SET OF TASKS >>
1. According to the post on removing invalid characters from files, how many rows had invalid characters mixed in?
2. From the post on removing invalid characters from files, reproduce word for word the stretch from "When I find" through "lot of time.".

How to remove invalid characters from any file

When I find an inefficient process like someone who’s doing manual work in Excel, I cringe when I know there’s a better way to do it.

A friend of mine, Tim, recently uploaded thousands of new products with the trademark ™, copyright ©, and size, i.e. ” or ‘ symbols, to Bigcommerce without changing them to HTML notation and it created lots of junk data. Over 10k rows with invalid characters mixed into the product titles and product descriptions. Not only does this ruin the experience for shoppers, but ranks horribly for organic results.

They were slowly cleaning the product export file using the find and replace function, but it was taking hours. I knew a better way to automate this simple and mundane task and save them a lot of time.

DATA ENTRIES >>
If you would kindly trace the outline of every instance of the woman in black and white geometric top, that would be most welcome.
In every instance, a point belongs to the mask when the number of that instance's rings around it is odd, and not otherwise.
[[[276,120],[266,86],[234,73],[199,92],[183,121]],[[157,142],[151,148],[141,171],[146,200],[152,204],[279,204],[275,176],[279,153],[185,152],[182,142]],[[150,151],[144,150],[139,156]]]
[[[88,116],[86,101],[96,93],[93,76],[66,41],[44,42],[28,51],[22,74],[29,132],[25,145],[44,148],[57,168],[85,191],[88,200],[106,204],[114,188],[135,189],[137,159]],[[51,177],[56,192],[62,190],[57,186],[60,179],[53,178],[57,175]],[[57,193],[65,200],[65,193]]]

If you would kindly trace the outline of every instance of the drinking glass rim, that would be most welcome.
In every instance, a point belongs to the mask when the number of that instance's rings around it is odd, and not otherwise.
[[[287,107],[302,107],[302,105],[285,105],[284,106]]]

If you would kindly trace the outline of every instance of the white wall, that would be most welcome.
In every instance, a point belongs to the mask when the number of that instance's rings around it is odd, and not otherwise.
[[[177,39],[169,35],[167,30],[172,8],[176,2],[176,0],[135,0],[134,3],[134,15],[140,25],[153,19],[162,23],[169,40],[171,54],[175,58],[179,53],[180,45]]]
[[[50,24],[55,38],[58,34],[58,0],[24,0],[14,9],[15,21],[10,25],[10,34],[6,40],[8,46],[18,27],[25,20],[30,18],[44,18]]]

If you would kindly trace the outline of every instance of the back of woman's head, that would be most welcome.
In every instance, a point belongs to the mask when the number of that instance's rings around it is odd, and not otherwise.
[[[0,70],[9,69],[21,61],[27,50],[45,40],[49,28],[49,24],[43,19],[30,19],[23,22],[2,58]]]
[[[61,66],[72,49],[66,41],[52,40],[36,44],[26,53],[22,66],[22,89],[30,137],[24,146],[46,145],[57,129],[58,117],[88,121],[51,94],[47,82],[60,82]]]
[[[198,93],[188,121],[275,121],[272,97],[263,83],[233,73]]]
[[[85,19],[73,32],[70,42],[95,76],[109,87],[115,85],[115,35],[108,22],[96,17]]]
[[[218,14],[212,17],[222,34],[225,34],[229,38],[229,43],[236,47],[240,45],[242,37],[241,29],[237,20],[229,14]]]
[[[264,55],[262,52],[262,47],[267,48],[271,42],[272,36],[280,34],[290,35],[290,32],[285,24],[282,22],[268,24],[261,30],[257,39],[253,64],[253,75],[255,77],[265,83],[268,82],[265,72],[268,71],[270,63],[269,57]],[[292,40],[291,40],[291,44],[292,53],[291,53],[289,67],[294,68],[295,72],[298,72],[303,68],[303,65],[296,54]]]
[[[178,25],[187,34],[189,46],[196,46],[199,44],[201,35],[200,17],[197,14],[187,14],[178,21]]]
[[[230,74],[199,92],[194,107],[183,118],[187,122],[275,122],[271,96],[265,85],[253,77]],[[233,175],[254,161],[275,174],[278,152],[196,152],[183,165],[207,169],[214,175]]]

RESULTS IN ORDER >>
1. Over 10k rows.

2.
When I find an inefficient process like someone who’s doing manual work in Excel, I cringe when I know there’s a better way to do it.

A friend of mine, Tim, recently uploaded thousands of new products with the trademark ™, copyright ©, and size, i.e. ” or ‘ symbols, to Bigcommerce without changing them to HTML notation and it created lots of junk data. Over 10k rows with invalid characters mixed into the product titles and product descriptions. Not only does this ruin the experience for shoppers, but ranks horribly for organic results.

They were slowly cleaning the product export file using the find and replace function, but it was taking hours. I knew a better way to automate this simple and mundane task and save them a lot of time.